↓↓↓

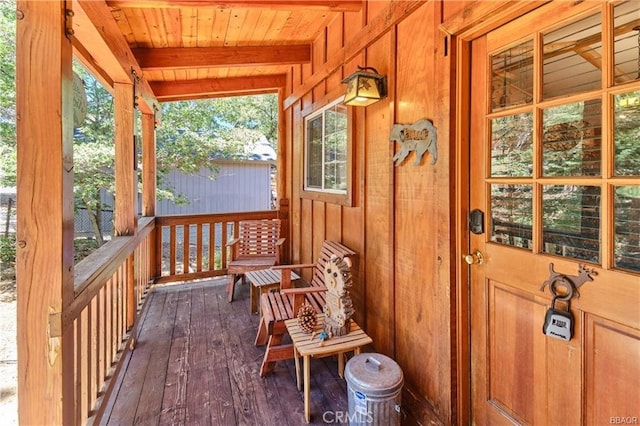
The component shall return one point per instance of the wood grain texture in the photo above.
(422, 312)
(222, 383)
(148, 165)
(205, 57)
(333, 5)
(126, 183)
(44, 253)
(375, 28)
(208, 88)
(96, 18)
(379, 299)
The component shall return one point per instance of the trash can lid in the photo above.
(373, 373)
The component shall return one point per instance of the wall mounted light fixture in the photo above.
(365, 88)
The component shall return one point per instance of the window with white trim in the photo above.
(326, 150)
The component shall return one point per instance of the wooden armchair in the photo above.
(258, 246)
(276, 307)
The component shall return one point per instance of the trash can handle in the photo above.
(372, 363)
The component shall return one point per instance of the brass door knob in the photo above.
(476, 258)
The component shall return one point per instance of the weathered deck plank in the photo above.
(196, 364)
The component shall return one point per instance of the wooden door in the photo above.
(555, 168)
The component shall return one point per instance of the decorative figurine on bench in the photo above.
(307, 318)
(338, 309)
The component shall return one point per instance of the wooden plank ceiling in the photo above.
(189, 49)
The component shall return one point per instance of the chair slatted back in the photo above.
(259, 237)
(328, 249)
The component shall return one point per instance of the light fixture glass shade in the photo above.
(364, 88)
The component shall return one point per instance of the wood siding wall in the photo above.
(400, 220)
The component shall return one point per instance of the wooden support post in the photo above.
(126, 201)
(44, 257)
(281, 162)
(148, 165)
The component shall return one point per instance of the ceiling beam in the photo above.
(395, 12)
(331, 5)
(216, 87)
(105, 38)
(211, 57)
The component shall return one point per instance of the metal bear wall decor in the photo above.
(420, 137)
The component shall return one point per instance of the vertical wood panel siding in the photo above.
(399, 221)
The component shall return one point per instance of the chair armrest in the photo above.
(285, 273)
(298, 266)
(301, 290)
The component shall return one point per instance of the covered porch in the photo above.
(195, 363)
(437, 285)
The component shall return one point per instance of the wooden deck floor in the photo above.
(195, 364)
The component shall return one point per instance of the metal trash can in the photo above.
(374, 384)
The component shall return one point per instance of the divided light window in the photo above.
(326, 150)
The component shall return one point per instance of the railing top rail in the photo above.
(214, 217)
(92, 272)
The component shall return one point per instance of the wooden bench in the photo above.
(257, 247)
(277, 307)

↑↑↑

# Your objective
Reproduce exactly the lines from the one with "The component shall return one point per instance of the railing" through the last line of the entries, keeping both of those lines and nothing else.

# Solution for this exercise
The component shall return one point per instance of the railing top rail in the photo above.
(214, 217)
(92, 272)
The component shall return one point per instance of the wooden bench in the photo above.
(257, 247)
(277, 307)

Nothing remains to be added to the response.